[Stored dataset items]
------------------------
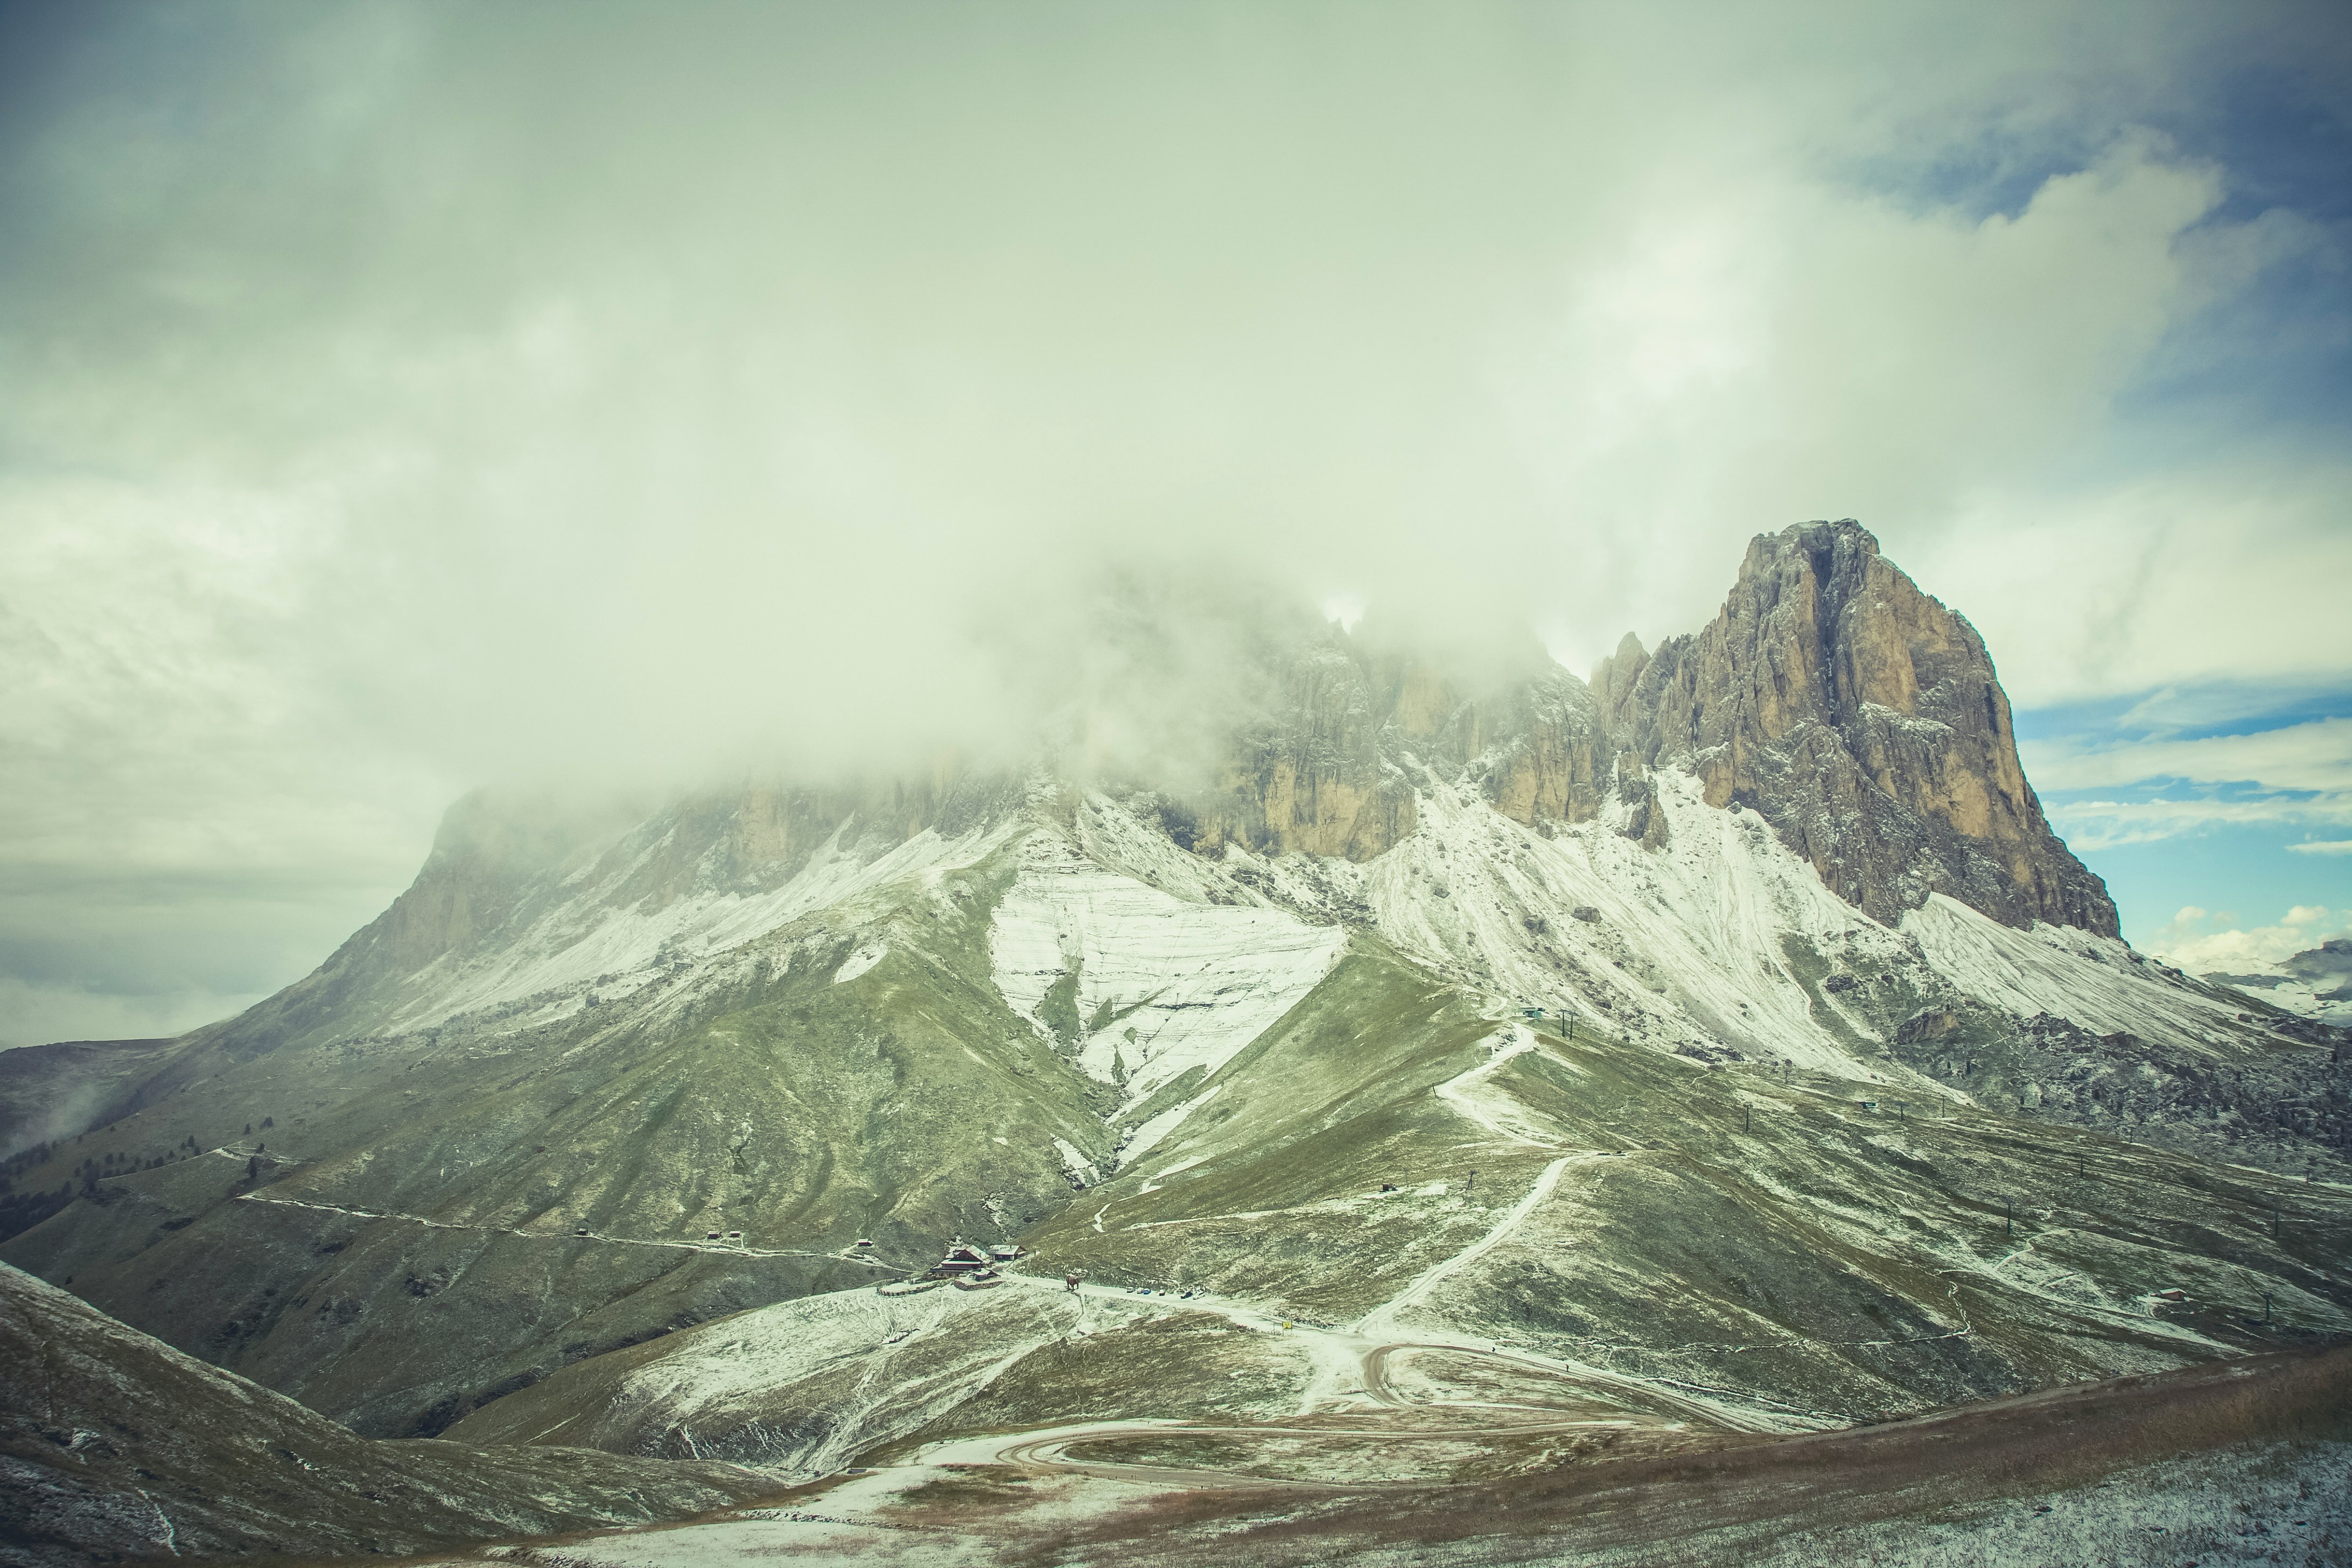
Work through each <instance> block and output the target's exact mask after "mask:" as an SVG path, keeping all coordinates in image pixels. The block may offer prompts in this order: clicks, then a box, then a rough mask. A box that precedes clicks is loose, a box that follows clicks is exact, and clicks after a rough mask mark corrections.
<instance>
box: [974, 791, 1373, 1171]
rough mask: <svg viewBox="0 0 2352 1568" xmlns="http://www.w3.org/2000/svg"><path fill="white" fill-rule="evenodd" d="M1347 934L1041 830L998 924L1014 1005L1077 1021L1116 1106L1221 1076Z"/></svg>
mask: <svg viewBox="0 0 2352 1568" xmlns="http://www.w3.org/2000/svg"><path fill="white" fill-rule="evenodd" d="M1345 947H1348V936H1345V931H1341V929H1338V926H1310V924H1305V922H1303V919H1298V917H1296V914H1287V912H1282V910H1265V907H1240V905H1216V903H1188V900H1183V898H1174V896H1169V893H1164V891H1160V889H1155V886H1148V884H1143V882H1138V879H1134V877H1127V875H1120V872H1112V870H1105V867H1103V865H1098V863H1094V860H1091V858H1087V856H1084V853H1080V851H1077V849H1075V846H1073V844H1070V842H1068V839H1065V837H1061V835H1058V832H1044V830H1040V832H1035V835H1030V839H1025V842H1023V844H1021V872H1018V875H1016V877H1014V886H1011V889H1007V893H1004V900H1002V903H1000V905H997V912H995V924H993V926H990V931H988V954H990V964H993V969H995V983H997V990H1000V992H1002V994H1004V1001H1007V1006H1011V1011H1014V1013H1018V1016H1021V1018H1025V1020H1028V1023H1030V1027H1035V1030H1037V1034H1040V1037H1044V1039H1049V1041H1056V1039H1061V1037H1063V1034H1068V1032H1070V1030H1073V1020H1075V1032H1077V1034H1080V1039H1075V1041H1063V1044H1075V1048H1077V1065H1080V1070H1082V1072H1087V1074H1089V1077H1094V1079H1098V1081H1103V1084H1122V1086H1124V1088H1127V1098H1124V1105H1122V1107H1120V1112H1112V1119H1117V1114H1124V1112H1127V1110H1131V1107H1136V1105H1143V1103H1145V1100H1150V1098H1152V1093H1155V1091H1157V1088H1160V1086H1164V1084H1169V1081H1174V1079H1176V1077H1181V1074H1185V1072H1190V1070H1195V1067H1200V1070H1202V1079H1211V1077H1216V1072H1218V1067H1223V1065H1225V1063H1230V1060H1232V1058H1235V1056H1237V1053H1240V1051H1242V1048H1244V1046H1247V1044H1249V1041H1254V1039H1256V1037H1258V1034H1263V1032H1265V1030H1270V1027H1272V1025H1275V1023H1277V1020H1279V1018H1282V1016H1284V1013H1289V1011H1291V1009H1294V1006H1296V1004H1298V999H1301V997H1305V994H1308V992H1310V990H1315V987H1317V985H1319V983H1322V978H1324V976H1327V973H1331V966H1334V964H1338V959H1341V954H1343V952H1345ZM1054 1006H1068V1009H1070V1013H1065V1016H1063V1018H1061V1023H1058V1025H1056V1020H1054V1018H1049V1016H1047V1013H1049V1009H1054ZM1202 1103H1207V1100H1204V1098H1195V1100H1192V1105H1202ZM1178 1119H1181V1117H1178ZM1171 1128H1174V1121H1169V1124H1164V1126H1160V1128H1157V1131H1155V1138H1162V1135H1167V1133H1169V1131H1171Z"/></svg>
------------------------
> **Activity**
Please copy every record above exactly, but leave the pictures out.

> **Answer space**
Work through each <instance> block and output the target's exact mask after "mask:" as an SVG path, keeping all coordinates in image pixels. The block may offer prompts in this order: clicks, then a box, then a rough mask. A box that precedes clicks is loose, a box that follows clicks is exact, and clicks after a rough mask mark corrections.
<instance>
box: [974, 791, 1373, 1171]
rough mask: <svg viewBox="0 0 2352 1568" xmlns="http://www.w3.org/2000/svg"><path fill="white" fill-rule="evenodd" d="M1347 934L1041 830L998 924L1014 1005L1077 1021L1116 1106L1221 1076Z"/></svg>
mask: <svg viewBox="0 0 2352 1568" xmlns="http://www.w3.org/2000/svg"><path fill="white" fill-rule="evenodd" d="M1345 947H1348V936H1345V931H1341V929H1338V926H1310V924H1305V922H1303V919H1298V917H1296V914H1287V912H1282V910H1265V907H1240V905H1216V903H1188V900H1183V898H1174V896H1169V893H1164V891H1160V889H1155V886H1148V884H1143V882H1138V879H1134V877H1127V875H1120V872H1112V870H1105V867H1103V865H1098V863H1094V860H1091V858H1087V856H1084V853H1080V851H1077V849H1075V846H1073V844H1070V842H1068V839H1065V837H1061V835H1058V832H1044V830H1040V832H1035V835H1030V839H1025V842H1023V844H1021V872H1018V875H1016V877H1014V886H1011V889H1007V893H1004V900H1002V903H1000V905H997V912H995V924H993V926H990V931H988V954H990V964H993V969H995V983H997V990H1000V992H1002V994H1004V1001H1007V1006H1011V1011H1014V1013H1018V1016H1021V1018H1025V1020H1028V1023H1030V1027H1035V1030H1037V1034H1040V1037H1044V1039H1049V1041H1056V1039H1061V1037H1063V1034H1068V1032H1070V1030H1073V1020H1075V1032H1077V1034H1080V1039H1075V1041H1063V1044H1075V1048H1077V1065H1080V1070H1082V1072H1087V1074H1089V1077H1094V1079H1098V1081H1103V1084H1122V1086H1124V1088H1127V1098H1124V1105H1122V1107H1120V1112H1112V1119H1117V1114H1124V1112H1127V1110H1131V1107H1136V1105H1143V1103H1145V1100H1150V1098H1152V1093H1155V1091H1157V1088H1160V1086H1164V1084H1169V1081H1174V1079H1176V1077H1181V1074H1185V1072H1190V1070H1195V1067H1200V1070H1202V1079H1211V1077H1216V1072H1218V1067H1223V1065H1225V1063H1230V1060H1232V1058H1235V1056H1237V1053H1240V1051H1242V1048H1244V1046H1247V1044H1249V1041H1254V1039H1256V1037H1258V1034H1263V1032H1265V1030H1270V1027H1272V1025H1275V1023H1277V1020H1279V1018H1282V1016H1284V1013H1289V1011H1291V1009H1294V1006H1296V1004H1298V999H1301V997H1305V994H1308V992H1310V990H1315V987H1317V985H1319V983H1322V978H1324V976H1327V973H1331V966H1334V964H1338V959H1341V954H1343V952H1345ZM1054 1006H1068V1009H1070V1013H1065V1016H1063V1018H1061V1023H1058V1025H1056V1020H1054V1018H1049V1016H1047V1013H1049V1009H1054ZM1202 1103H1207V1100H1204V1098H1195V1100H1192V1105H1202ZM1178 1119H1181V1117H1178ZM1171 1128H1174V1121H1169V1124H1164V1126H1160V1128H1157V1131H1155V1138H1162V1135H1167V1133H1169V1131H1171Z"/></svg>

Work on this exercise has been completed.